▶ **Written request**
Arrange the lines of the material below as a numbered list, omitting any blank lines. Include only the lines from the one containing "like x=44, y=28." up to and including the final line of the material.

▶ **Extracted material**
## start

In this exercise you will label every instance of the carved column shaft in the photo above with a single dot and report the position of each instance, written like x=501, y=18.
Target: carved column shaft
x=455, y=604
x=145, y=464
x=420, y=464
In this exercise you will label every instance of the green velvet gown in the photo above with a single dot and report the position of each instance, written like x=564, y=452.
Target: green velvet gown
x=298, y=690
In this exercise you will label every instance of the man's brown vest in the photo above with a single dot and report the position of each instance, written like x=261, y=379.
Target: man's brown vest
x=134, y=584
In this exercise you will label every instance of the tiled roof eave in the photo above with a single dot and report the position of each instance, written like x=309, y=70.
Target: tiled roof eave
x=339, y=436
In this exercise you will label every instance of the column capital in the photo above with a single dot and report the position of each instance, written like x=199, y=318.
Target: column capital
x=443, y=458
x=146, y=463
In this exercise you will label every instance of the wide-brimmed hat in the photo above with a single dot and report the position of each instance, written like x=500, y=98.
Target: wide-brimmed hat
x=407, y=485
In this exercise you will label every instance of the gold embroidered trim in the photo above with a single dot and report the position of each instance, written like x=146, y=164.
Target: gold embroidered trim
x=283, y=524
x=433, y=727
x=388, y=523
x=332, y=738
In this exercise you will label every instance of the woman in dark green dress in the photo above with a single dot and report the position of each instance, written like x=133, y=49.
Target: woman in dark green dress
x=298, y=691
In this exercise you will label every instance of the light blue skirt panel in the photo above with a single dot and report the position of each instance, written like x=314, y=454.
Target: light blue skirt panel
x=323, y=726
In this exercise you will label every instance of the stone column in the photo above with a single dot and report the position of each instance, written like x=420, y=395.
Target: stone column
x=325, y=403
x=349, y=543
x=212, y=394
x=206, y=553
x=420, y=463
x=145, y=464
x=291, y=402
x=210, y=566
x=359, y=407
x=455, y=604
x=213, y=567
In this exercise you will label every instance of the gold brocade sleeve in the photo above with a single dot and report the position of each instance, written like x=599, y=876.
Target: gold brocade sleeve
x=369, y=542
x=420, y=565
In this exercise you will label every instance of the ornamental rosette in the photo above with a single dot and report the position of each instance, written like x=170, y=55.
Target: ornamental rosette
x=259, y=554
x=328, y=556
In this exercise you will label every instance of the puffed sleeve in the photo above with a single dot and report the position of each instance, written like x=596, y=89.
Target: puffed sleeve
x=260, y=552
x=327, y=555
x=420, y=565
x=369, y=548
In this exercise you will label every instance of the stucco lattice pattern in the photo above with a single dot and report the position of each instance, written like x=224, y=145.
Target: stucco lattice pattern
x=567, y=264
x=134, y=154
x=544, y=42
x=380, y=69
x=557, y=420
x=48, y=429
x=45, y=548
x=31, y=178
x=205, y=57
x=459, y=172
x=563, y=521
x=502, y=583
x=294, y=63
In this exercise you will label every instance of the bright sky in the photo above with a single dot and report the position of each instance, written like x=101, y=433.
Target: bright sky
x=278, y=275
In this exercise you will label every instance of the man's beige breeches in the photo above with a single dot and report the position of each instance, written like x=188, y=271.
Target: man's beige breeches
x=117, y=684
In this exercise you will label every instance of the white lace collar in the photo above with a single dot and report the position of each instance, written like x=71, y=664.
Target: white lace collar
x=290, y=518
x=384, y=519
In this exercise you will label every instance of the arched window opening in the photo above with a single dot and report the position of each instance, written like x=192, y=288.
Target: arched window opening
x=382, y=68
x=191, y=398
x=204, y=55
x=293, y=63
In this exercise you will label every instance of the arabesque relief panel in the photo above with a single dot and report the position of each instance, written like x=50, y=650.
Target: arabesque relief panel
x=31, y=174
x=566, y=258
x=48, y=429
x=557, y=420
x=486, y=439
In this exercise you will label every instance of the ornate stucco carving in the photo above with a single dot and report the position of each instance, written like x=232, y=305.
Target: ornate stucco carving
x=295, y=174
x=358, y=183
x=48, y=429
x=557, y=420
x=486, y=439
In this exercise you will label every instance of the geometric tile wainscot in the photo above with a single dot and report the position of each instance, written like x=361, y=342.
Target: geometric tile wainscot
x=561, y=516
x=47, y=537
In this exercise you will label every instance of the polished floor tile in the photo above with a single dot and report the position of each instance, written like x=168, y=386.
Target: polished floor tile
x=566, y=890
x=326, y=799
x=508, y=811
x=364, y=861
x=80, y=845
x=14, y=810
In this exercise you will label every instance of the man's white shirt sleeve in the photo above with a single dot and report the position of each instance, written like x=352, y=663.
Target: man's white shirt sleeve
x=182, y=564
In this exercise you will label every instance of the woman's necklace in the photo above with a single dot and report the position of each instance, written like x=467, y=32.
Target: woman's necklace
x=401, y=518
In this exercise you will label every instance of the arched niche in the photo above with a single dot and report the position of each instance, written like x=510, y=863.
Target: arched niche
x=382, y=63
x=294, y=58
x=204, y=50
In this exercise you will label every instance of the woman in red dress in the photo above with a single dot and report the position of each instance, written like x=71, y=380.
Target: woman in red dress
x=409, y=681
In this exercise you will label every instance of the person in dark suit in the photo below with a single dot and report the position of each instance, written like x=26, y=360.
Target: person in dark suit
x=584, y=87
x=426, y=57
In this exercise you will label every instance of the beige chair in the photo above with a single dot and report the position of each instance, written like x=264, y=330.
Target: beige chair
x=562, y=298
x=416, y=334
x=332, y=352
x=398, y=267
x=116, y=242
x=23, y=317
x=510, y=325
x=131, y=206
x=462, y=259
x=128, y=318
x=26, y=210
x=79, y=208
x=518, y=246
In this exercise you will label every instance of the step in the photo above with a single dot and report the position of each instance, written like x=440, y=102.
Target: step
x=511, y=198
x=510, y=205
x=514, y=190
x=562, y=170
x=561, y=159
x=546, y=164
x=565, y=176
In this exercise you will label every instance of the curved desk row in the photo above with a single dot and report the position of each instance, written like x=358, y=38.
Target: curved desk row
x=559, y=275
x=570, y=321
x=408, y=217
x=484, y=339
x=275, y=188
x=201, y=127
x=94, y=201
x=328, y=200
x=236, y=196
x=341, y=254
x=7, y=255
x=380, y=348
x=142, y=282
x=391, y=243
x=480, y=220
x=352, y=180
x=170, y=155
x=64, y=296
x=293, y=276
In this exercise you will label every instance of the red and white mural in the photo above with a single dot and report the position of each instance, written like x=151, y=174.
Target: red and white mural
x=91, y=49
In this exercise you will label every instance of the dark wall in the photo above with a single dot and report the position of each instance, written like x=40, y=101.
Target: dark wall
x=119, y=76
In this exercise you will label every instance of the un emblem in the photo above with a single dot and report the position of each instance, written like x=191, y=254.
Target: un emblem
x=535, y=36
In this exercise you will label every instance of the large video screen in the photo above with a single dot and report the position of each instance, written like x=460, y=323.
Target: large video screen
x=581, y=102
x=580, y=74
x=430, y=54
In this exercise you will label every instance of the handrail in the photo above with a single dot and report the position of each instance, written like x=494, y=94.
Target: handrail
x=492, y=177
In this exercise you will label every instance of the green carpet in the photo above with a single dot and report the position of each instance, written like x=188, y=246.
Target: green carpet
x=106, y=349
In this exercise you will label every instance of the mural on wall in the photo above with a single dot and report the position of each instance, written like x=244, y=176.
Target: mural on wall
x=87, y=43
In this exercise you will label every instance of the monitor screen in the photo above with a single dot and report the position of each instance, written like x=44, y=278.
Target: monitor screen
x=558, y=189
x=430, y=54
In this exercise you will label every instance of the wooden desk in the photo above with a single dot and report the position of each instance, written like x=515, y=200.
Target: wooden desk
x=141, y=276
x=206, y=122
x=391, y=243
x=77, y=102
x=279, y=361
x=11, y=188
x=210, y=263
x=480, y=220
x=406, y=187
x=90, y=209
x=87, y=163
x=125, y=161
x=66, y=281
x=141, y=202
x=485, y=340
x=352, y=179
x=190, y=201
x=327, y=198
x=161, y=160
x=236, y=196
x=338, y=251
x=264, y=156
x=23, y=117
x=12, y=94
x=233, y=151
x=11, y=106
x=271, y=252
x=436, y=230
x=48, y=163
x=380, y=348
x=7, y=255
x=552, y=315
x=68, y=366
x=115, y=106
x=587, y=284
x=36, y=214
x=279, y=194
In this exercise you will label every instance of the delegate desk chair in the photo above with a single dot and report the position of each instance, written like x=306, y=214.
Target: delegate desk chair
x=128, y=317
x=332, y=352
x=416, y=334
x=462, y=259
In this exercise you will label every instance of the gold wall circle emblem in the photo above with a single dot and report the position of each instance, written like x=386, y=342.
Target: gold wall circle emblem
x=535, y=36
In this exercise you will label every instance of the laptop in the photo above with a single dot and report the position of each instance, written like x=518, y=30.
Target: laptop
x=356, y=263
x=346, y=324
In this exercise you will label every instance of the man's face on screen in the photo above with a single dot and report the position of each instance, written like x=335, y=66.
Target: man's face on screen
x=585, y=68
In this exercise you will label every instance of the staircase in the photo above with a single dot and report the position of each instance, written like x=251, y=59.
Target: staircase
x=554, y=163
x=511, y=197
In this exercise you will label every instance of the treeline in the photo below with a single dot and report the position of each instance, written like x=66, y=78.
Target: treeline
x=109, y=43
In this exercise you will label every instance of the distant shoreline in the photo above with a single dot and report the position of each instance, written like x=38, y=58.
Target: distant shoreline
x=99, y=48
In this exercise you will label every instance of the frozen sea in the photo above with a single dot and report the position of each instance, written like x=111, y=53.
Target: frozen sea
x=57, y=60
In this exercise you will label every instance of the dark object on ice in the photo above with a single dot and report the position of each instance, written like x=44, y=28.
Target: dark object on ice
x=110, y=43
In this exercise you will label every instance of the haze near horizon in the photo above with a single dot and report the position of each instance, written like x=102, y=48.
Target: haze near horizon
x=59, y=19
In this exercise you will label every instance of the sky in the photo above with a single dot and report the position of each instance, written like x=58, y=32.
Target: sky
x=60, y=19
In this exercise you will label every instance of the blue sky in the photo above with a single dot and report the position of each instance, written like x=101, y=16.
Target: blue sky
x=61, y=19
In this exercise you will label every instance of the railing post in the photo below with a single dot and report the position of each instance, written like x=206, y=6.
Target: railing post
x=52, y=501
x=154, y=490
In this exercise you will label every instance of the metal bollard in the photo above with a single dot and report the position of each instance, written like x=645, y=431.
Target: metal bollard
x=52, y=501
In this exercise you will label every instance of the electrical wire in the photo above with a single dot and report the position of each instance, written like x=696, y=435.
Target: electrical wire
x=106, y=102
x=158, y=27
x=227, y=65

## end

▶ **Solved problem**
1. In this exercise you will label every instance of the dark object on ice in the photo above with a single dot and report the position of each instance, written like x=44, y=28.
2. Target: dark object on ice
3. x=110, y=43
4. In this exercise you will label every instance of the haze near horizon in the photo above with a single dot and report the position of each instance, written like x=102, y=48.
5. Target: haze near horizon
6. x=59, y=19
7. In this exercise you will label every instance of the sky in the photo above with a single dot and report the position of each instance, written like x=58, y=32.
8. Target: sky
9. x=60, y=19
10. In this exercise you will label every instance of the blue sky in the photo above with a single dot and report the position of each instance, written like x=101, y=16.
11. Target: blue sky
12. x=61, y=19
13. In this exercise you will label every instance of the railing post in the photo below with a single dot and report the position of each instance, written like x=206, y=6.
14. Target: railing post
15. x=52, y=501
16. x=154, y=490
17. In this exercise you will label every instance of the metal bollard in the photo above with a single dot and report the position of each instance, written like x=645, y=431.
18. Target: metal bollard
19. x=52, y=501
20. In this exercise you will label every instance of the electrical wire in the photo above with a single dot and report the position of each instance, written like x=696, y=435.
21. Target: electrical wire
22. x=106, y=102
23. x=158, y=27
24. x=227, y=65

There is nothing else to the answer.